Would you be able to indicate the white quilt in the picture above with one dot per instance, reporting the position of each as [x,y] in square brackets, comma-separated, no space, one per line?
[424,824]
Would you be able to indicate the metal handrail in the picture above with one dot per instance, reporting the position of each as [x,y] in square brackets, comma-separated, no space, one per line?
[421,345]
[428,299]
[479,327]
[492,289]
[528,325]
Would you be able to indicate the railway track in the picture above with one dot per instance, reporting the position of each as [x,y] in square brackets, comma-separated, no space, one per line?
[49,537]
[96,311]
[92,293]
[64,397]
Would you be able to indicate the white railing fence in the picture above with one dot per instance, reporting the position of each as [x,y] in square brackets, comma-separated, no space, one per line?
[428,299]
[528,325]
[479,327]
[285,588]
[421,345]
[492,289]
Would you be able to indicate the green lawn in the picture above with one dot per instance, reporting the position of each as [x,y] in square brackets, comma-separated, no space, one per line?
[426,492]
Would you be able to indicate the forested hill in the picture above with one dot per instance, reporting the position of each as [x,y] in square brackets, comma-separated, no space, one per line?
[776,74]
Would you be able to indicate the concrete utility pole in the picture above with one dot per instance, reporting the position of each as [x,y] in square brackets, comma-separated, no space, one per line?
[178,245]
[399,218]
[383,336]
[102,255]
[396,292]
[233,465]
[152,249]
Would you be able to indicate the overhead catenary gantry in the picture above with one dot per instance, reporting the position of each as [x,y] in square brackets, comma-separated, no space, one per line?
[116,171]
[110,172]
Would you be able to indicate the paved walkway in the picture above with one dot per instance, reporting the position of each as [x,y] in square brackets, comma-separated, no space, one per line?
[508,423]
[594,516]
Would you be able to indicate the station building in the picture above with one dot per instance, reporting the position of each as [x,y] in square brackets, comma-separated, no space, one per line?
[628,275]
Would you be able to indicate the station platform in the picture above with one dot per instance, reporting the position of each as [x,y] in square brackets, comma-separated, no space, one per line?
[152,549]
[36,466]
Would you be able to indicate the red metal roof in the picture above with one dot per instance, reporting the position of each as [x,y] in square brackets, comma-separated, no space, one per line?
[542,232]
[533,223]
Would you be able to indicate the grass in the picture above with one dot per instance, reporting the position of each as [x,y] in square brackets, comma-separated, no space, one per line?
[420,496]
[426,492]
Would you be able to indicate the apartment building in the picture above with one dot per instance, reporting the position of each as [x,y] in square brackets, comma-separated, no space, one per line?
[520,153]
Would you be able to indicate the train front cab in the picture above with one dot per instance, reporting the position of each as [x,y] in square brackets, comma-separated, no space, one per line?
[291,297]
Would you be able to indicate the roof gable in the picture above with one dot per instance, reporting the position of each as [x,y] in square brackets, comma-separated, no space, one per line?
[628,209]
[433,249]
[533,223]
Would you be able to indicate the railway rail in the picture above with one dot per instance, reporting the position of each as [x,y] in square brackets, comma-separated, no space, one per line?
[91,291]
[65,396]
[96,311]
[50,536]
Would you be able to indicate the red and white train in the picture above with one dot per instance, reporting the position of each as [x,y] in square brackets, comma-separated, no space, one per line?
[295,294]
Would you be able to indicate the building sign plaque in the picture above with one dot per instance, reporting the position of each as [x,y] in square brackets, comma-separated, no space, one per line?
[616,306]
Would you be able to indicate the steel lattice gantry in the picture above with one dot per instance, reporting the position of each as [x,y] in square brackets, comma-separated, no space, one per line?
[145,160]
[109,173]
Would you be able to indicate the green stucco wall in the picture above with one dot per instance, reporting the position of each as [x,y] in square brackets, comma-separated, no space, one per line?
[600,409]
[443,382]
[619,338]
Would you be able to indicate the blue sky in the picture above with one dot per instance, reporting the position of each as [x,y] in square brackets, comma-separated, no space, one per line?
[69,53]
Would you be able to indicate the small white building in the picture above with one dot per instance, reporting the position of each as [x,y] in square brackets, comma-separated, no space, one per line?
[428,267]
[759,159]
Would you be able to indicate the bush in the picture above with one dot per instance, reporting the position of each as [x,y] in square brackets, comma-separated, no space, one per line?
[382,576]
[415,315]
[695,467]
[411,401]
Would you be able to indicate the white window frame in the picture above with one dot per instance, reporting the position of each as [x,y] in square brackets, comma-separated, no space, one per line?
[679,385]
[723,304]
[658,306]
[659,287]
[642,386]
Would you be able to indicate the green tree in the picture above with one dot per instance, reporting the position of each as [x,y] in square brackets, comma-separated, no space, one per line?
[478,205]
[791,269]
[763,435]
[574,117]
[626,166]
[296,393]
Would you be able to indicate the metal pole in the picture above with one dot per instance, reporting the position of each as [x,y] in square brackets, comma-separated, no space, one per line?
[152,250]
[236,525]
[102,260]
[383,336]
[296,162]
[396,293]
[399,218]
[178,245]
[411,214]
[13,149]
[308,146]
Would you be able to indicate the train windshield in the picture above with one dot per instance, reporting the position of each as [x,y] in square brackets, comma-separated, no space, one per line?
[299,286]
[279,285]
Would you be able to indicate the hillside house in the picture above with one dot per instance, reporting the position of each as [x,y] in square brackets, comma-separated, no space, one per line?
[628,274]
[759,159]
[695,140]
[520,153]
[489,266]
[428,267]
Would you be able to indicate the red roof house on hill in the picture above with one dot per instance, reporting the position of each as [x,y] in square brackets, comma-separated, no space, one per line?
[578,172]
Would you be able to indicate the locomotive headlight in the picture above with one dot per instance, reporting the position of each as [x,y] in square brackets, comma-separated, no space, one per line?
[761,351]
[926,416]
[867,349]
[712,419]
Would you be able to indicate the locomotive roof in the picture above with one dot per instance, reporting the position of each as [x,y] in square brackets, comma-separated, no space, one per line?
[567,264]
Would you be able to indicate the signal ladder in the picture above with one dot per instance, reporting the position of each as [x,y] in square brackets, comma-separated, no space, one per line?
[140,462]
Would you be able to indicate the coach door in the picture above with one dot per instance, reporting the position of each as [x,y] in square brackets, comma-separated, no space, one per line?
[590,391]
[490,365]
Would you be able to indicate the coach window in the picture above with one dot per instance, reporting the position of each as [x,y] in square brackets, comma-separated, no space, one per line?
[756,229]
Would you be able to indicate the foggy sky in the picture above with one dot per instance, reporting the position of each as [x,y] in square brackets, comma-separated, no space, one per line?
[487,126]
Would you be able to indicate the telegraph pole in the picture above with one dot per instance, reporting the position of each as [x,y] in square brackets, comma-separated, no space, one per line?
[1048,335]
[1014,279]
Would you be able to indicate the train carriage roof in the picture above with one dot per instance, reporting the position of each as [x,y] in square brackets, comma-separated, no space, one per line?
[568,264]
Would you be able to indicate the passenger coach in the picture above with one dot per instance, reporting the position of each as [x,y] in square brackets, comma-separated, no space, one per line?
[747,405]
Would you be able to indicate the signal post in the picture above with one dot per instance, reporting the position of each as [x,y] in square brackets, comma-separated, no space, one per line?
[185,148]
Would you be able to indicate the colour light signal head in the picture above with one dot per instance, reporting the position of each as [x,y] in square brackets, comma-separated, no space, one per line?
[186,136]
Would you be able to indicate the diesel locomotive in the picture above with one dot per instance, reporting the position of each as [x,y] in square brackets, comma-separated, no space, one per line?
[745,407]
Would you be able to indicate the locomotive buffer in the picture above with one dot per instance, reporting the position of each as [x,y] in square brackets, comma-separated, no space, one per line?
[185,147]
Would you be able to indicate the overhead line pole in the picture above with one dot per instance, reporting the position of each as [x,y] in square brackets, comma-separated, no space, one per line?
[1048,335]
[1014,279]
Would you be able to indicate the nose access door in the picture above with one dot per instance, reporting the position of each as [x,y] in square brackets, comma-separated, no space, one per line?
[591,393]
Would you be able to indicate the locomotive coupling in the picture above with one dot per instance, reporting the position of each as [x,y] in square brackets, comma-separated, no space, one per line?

------------------------------

What needs to be done >> The expected answer is the complete material, restated exactly.

Answer for this exercise >>
Would you be able to indicate the white quilt in the picture above with one dot per instance, reporting the position of each as [x,y] in square brackets, comma-separated, no space, one per line?
[424,824]
Would you be able to indicate the metal handrail in the picture above with one dot per instance, reporting the position of each as [x,y] in square brackets, comma-separated, no space, one per line?
[421,345]
[428,299]
[479,327]
[492,289]
[528,325]
Would you be able to indicate the railway track in the picture above with one dot per instance, reporting the position of each as [x,y] in square brackets, comma-separated, no space, one per line?
[49,537]
[96,311]
[92,293]
[64,397]
Would you be able to indicate the white railing fence in the picture above with one dot per instance, reporting the position of each as [x,y] in square brackets, comma-separated, no space, one per line?
[428,299]
[528,325]
[479,327]
[285,588]
[421,345]
[492,289]
Would you be able to indicate the green lawn in the picture above with one dot per instance, reporting the position of each as [x,y] in square brackets, comma-separated, no space, one per line?
[426,492]
Would you be able to indicate the forested hill in the picture above with one dot per instance, reporting the position of each as [x,y] in square brackets, comma-separated, no space, one per line?
[776,74]
Would you be able to indicate the concrete utility pole in the picture above with one dot per instance, reporting the position of each as [x,y] in square brackets, comma-separated, no space, one per line?
[178,245]
[399,218]
[383,336]
[102,255]
[396,292]
[233,465]
[152,249]
Would you be able to indicate the overhead catenary gantry in the picture above with one dot per instance, reporting the position of each as [x,y] in square brackets, comma-separated, no space, one per line?
[116,171]
[110,172]
Would you be able to indicate the paved walkway in the picture above with one dot per instance, reporting the position of each as [x,y] in square brackets, comma-separated, no space, one per line?
[508,423]
[594,516]
Would you be able to indicate the station building in the picture above with one dot per instance, reporting the position of each as [x,y] in square brackets, comma-separated, no space, one per line?
[628,275]
Would you be able to indicate the station platform in the picture above with one dot per instance, reporting the position of each as [x,y] in square brackets, comma-separated, no space, one per line?
[152,549]
[36,466]
Would you be able to indicate the red metal roof in the picture above with one dot per instance, reporting the position of each as [x,y] in square brackets, comma-separated, no space, one per line?
[542,232]
[533,223]
Would you be able to indicate the grass in the picture above with one dot per instance, reporting the position of each as [x,y] in square brackets, comma-separated, no space, one per line?
[420,496]
[426,492]
Would you be able to indicate the apartment building in the picture above with one dot per instance, reporting the position of each as [x,y] in square brackets, comma-separated, no space, one per line?
[520,153]
Would you be able to indicate the train front cab in the picture above with one dot per instance, reporting the position of each as [x,y] in square brackets, comma-separated, no space, one per line?
[291,297]
Would you be able to indicate the roof gable in the picture above with one dot per instance, reporting the position of each as [x,y] in square brackets, comma-separated, no space, one per line?
[628,209]
[433,249]
[533,223]
Would you be able to indicate the railway rail in the picture above with one dot per instance, reporting the position of each as [x,y] in square brackets, comma-separated, no space, one per line?
[91,291]
[65,396]
[96,311]
[50,536]
Would you be able to indicate the red and white train in the picture above with one dot per instance, reporting the position of each as [x,y] in square brackets, comma-separated, no space, one per line?
[295,294]
Would you be able to indicate the building sign plaque in the picture above with one dot per instance, reporting the position of each as [x,y] in square brackets, comma-separated, no space, one per line?
[616,306]
Would you be able to indicate the steel lattice gantry in the picture above with one dot per instance, reporting the position of each as [x,y] in square brackets, comma-separated, no space, one per line?
[145,160]
[109,173]
Would you be able to indicate the green stucco wall in the picture above with one dot per instance, reporting the position of each as [x,y] in square brackets, comma-separated, no space, one per line?
[600,409]
[443,382]
[619,338]
Would you be able to indicate the blue sky in the picture above with one dot per instance, reporting the position of each as [x,y] in square brackets, comma-separated, no space, one per line?
[69,53]
Would you be able to indicate the small white building in the picture above with one dot per instance, reporting the position of each as [x,y] in square brackets, comma-separated, no space, one per line?
[428,267]
[759,159]
Would you be able to indicate the bush in the picture above with one dot per instance, reporting the position of each as [x,y] in square brackets, comma-separated, no space, one per line?
[382,576]
[415,315]
[695,467]
[411,401]
Would you be able to indicate the white window frame in the picture above with one dot per instance, reporting the position of each as [x,y] in square brackets, comma-separated, no space, one per line?
[679,385]
[723,304]
[658,306]
[659,287]
[642,386]
Would you be able to indicate the green tree in the picture above with one dot per instance, reporting the position of each as [x,y] in square brackets, comma-separated, no space, one per line?
[478,205]
[791,269]
[763,435]
[574,117]
[626,166]
[296,393]
Would you be able to indicate the metal pole in the picture above with one dot per instance, reporting the position of each as [x,y] in square brackets, comma-separated, no space, one per line?
[152,250]
[236,525]
[102,260]
[383,336]
[296,162]
[396,293]
[399,218]
[178,245]
[411,214]
[13,149]
[308,146]
Would you be able to indicate the train windshield in the picture above with one dot per instance, reporting the position of each as [x,y] in square brackets, comma-separated, no space, one per line?
[299,286]
[279,285]
Would you be able to indicate the hillside house in the picture above with one dot per instance, reporting the position of each as [x,y] in square brackets, comma-separated, no space, one per line?
[628,274]
[759,159]
[695,140]
[520,153]
[489,266]
[428,267]
Would you be able to indicate the red roof house on hill in the picture above with one dot per instance, reporting the position of each as [x,y] in square brackets, comma-separated, no space, one per line?
[578,172]
Would you be able to indicate the locomotive headlight in the picture above with one dot per instance, reporting the position of each as [x,y] in square brackets, comma-separated, no space, one per line?
[761,351]
[926,416]
[867,349]
[712,419]
Would you be able to indicate the locomotive roof in the picture above with one dot per instance, reporting the position of each as [x,y] in square brackets, comma-separated, no space, one per line?
[567,264]
Would you be able to indicate the signal ladder in the picture above with one dot per instance, reporting the position of each as [x,y] in square brackets, comma-separated, no space, one per line?
[140,462]
Would you be able to indicate the coach door in the picture above with one dot per instance, reporting the position of each as [x,y] in square brackets, comma-separated, no space, one per line?
[590,391]
[490,365]
Would you be able to indicate the coach window in the picture above with one dot per instance, reporting the position of each as [x,y] in square brackets, comma-separated, no space, one per line?
[756,229]
Would you be able to indicate the foggy sky in the picture above with one dot per instance, reporting the position of each as [x,y] in square brackets, comma-separated, no space, one per line?
[487,126]
Would you be able to indicate the telegraph pole in the picture above with one dot per instance, reporting the position of each as [x,y] in square brackets, comma-separated, no space, one per line?
[1048,335]
[1014,279]
Would you be able to indicate the train carriage roof in the picture above with one dot per instance, reporting the position of each as [x,y] in square brackets, comma-separated, no space, one per line?
[568,264]
Would you be able to indicate the passenger coach in the picture above with one dot per instance, reporting the position of each as [x,y] in square brackets, comma-separated, no space, one per line?
[747,405]
Would you be able to indicate the signal post in the picture above with one dot per instance, reporting the position of each as [x,y] in square brackets, comma-separated, no space, one per line?
[185,148]
Would you be able to indicate the colour light signal head in the picture above with one dot per instance, reporting the position of each as [x,y] in square brackets, comma-separated, no space, one per line?
[186,136]
Would you be able to indicate the diesel locomotive in the picture above with one dot per instance, reporting the position of each as [x,y] in square brackets, comma-separated, no space, one per line?
[745,407]
Would you be able to indicate the locomotive buffer in the picture above with one dot per instance, reporting the position of each as [x,y] in square brackets, comma-separated, no space, one per line?
[185,147]
Would you be able to indicate the overhead line pole in the picture above with one dot per instance, reporting the position of each as [x,y] in square brackets, comma-separated, no space, one per line?
[1048,335]
[1014,279]
Would you be able to indicate the nose access door in the picture above with one dot per instance, reporting the position of each as [x,y] in square brackets, comma-separated, no space, one per line?
[591,393]
Would you be able to indicate the locomotive coupling in the picture above with one dot per instance, reporting the position of each as [x,y] in square brackets, comma-separated, no space, one per line?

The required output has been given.